Qages
.data?
buffer01 byte 260 ?
if buffer01 had 259 character in it and i have already used it and wanted to clear this once (.data?) buffer..... will your code do it?
Or will a simple
mov buffer01 [0], 0
do the same thing.
Posted on 2002-05-13 16:55:25 by Qages
Big Buffer
<edit> -> 1 qword per cycle (NO!!)<edit>
.586
.MMX
.model flat
public ZeroMemory
ZeroMemory: push edi
mov edi, dword ptr [esp+12]
mov ecx, dword ptr [esp+8]
movq MM0, qword ptr [esp-8]
mov edx, ecx
pxor MM0, MM0
and edx, -256
je _32
add edi, edx
neg edx
_CopyBy256: movq [edi+edx], MM0
movq [edi+edx+8],MM0
movq [edi+edx+16],MM0
movq [edi+edx+24],MM0
movq [edi+edx+32],MM0
movq [edi+edx+40],MM0
movq [edi+edx+48],MM0
movq [edi+edx+56],MM0
movq [edi+edx+64],MM0
movq [edi+edx+72],MM0
movq [edi+edx+80],MM0
movq [edi+edx+88],MM0
movq [edi+edx+96],MM0
movq [edi+edx+104],MM0
movq [edi+edx+112],MM0
movq [edi+edx+120],MM0
movq [edi+edx+128],MM0
movq [edi+edx+136],MM0
movq [edi+edx+144],MM0
movq [edi+edx+152],MM0
movq [edi+edx+160],MM0
movq [edi+edx+168],MM0
movq [edi+edx+176],MM0
movq [edi+edx+184],MM0
movq [edi+edx+192],MM0
movq [edi+edx+200],MM0
movq [edi+edx+208],MM0
movq [edi+edx+216],MM0
movq [edi+edx+224],MM0
movq [edi+edx+232],MM0
movq [edi+edx+240],MM0
movq [edi+edx+248],MM0
add edx, 256
jne _CopyBy256
_32: mov edx, ecx
and edx, 255
and edx, -32
je _4
add edi, edx
neg edx
_CopyBy32: movq [edi+edx], MM0
movq [edi+edx+8],MM0
movq [edi+edx+16],MM0
movq [edi+edx+24],MM0
add edx, 32
jne _CopyBy32
_4: mov edx, ecx
and ecx, 31
shr ecx, 2
rep stosd
_1: mov ecx, edx
and ecx, 3
rep stosb
_Done: movq qword ptr [esp-8], MM0
pop edi
ret 8
end
<edit> -> 1 qword per cycle (NO!!)<edit>
Ha Ha Very Funny
Moving my dword is just as fast
due to pairing, movqs cannot pair.
Moving my dword is just as fast
due to pairing, movqs cannot pair.

Supplied material:

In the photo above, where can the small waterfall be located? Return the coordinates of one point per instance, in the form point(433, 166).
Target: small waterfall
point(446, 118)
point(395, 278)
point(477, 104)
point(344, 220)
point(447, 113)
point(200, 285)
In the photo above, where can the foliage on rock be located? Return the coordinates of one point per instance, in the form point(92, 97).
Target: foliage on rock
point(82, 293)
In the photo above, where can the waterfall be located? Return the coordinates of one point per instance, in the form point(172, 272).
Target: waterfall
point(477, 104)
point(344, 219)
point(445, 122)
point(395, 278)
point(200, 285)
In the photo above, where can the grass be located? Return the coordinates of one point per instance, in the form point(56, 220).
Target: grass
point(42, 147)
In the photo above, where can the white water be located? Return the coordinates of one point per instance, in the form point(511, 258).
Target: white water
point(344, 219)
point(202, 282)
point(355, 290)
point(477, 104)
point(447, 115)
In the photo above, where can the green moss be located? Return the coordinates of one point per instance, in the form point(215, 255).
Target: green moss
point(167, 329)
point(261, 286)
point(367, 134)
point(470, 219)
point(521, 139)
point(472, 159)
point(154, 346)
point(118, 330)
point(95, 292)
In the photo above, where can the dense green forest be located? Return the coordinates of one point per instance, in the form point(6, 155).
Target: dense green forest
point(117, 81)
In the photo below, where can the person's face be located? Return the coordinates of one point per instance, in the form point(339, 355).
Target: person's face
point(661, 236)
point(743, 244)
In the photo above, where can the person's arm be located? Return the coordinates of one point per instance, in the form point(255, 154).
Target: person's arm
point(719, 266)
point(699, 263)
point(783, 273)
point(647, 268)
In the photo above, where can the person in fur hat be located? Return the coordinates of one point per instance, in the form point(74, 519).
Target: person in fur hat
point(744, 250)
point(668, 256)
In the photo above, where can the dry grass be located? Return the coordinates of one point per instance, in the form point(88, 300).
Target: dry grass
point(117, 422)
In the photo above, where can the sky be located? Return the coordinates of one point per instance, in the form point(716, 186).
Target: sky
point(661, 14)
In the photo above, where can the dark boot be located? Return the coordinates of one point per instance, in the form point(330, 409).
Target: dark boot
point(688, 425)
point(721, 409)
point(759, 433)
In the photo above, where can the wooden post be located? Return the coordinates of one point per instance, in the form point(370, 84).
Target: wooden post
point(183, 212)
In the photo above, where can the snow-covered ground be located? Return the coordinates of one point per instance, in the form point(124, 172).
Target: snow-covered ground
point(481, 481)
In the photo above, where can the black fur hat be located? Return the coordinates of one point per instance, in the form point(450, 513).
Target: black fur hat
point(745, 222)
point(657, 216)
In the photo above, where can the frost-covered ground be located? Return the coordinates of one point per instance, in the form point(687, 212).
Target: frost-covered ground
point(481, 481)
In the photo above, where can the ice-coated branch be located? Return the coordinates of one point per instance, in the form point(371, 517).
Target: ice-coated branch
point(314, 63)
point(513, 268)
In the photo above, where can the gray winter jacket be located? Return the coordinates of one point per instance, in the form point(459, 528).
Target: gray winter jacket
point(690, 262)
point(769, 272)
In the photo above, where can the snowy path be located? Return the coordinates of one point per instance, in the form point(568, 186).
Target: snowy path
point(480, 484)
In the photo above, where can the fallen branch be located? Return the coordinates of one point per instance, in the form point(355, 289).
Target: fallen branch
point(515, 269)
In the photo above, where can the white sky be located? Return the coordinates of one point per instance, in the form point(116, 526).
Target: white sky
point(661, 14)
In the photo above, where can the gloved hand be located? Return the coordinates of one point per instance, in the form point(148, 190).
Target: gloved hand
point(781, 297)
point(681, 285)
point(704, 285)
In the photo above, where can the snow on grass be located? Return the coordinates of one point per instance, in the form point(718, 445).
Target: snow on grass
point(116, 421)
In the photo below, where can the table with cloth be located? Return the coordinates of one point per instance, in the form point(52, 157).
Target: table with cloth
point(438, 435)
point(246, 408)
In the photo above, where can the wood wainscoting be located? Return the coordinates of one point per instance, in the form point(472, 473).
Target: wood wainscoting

Task objective: Reproduce the passage of the thread on clearing a buffer from "buffer01 byte 260" to "code do it?", word for word.

Worked solution:
buffer01 byte 260 ?
if buffer01 had 259 character in it and i have already used it and wanted to clear this once (.data?) buffer..... will your code do it?